— Page excerpt —
Conference contribution
Authors Jamile Marchi
Marie Berg
Anna Dencker
Ellinor K. Olander
Cecily Begley
Published in 16th Healthcare Interdisciplinary Research Conference, 4 – 5 November 2015, at Trinity College Dublin, School of Nursing and Midwifery
Publication year 2015
Published at University of Gothenburg Centre for person-centred care (GPCC)
Institute of Health and Care Sciences
Language en
Keywords Maternal obesity, pregnancy
Subject categories Health Sciences

Abstract

• Aim To synthesise the findings from all systematic reviews conducted on maternal obesity in order to identify the risk of adverse outcomes on mother and baby. • Background Obesity in pregnancy is linked to a number of maternal and foetal complications. The prevalence of obesity in pregnancy (20-33%) has increased worldwide and has become a central public health issue. • Search and review methodology A protocol was developed a priori. Reviews that compared pregnant women of healthy weight with those who were obese (BMI >30), and reported on a health outcome for mother and/or baby, were eligible for inclusion. PubMed, CINAHL, Cochrane and Scopus databases were searched. Reviews were selected by inclusion criteria, and quality-assured using AMSTAR, independently by all authors, and checked by a second reviewer. • Findings Twenty-two systematic reviews, from a total of 573 original studies, met inclusion and quality criteria. Women with obesity in pregnancy were at increased risk of having an instrumental birth, caesarean section, surgical site infection, depression, gestational hypertension, diabetes mellitus and pre-eclampsia compared to women of healthy weight. Babies of women with obesity were at increased risk of preterm birth, being large-for-gestational-age, having fetal defects or congenital anomalies, perinatal death and neonatal death. Obesity in pregnancy was also associated with lower breastfeeding initiation rates and breastfeeding for a shorter time. • Conclusions and Implications This is the first review of reviews summarising outcomes associated with maternal obesity. The results show the negative impact obesity in pregnancy has on maternal and neonatal outcomes. Women need support to lose weight prior to becoming pregnant, and to avoid excessive weight gain in pregnancy. Additional reviews investigating factors that help women to lose weight before pregnancy and maintain healthy weight during pregnancy are warranted.

— Information —
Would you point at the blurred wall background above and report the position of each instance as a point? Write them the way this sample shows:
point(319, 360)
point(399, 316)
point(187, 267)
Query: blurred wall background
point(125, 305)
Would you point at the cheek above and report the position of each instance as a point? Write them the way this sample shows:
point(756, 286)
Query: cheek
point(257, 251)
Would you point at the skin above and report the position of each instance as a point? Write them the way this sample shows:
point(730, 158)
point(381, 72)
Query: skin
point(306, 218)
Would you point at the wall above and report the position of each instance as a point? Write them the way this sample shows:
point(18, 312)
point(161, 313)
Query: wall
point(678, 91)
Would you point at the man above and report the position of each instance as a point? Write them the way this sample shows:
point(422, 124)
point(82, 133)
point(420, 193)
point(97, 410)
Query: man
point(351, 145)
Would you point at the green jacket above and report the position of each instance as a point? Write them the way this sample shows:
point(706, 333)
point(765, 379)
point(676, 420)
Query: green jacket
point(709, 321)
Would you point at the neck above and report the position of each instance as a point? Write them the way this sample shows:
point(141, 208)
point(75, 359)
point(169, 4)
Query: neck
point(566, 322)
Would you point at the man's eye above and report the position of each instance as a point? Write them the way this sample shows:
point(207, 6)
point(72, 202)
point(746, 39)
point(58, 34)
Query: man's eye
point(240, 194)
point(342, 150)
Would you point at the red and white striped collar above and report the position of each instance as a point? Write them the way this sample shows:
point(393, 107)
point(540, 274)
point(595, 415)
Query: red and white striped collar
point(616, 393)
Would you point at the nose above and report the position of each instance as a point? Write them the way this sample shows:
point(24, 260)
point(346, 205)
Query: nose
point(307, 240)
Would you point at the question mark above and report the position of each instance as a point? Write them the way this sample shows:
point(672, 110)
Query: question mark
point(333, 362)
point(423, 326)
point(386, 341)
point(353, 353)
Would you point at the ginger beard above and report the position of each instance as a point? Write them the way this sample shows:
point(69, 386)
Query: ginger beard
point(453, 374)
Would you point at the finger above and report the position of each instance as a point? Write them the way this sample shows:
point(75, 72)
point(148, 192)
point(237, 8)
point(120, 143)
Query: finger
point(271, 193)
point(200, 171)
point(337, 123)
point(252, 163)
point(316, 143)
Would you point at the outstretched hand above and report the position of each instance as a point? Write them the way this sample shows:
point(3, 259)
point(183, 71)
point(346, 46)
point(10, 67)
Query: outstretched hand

— Tasks to carry out —
1. In the maternal obesity abstract, how many systematic reviews met the inclusion and quality criteria?
2. Extract the words of the maternal obesity abstract from "Conference contribution" up to and including "person-centred care (GPCC)".

— Solutions to the exercise —
1. Twenty-two

2.
Conference contribution
Authors Jamile Marchi
Marie Berg
Anna Dencker
Ellinor K. Olander
Cecily Begley
Published in 16th Healthcare Interdisciplinary Research Conference, 4 – 5 November 2015, at Trinity College Dublin, School of Nursing and Midwifery
Publication year 2015
Published at University of Gothenburg Centre for person-centred care (GPCC)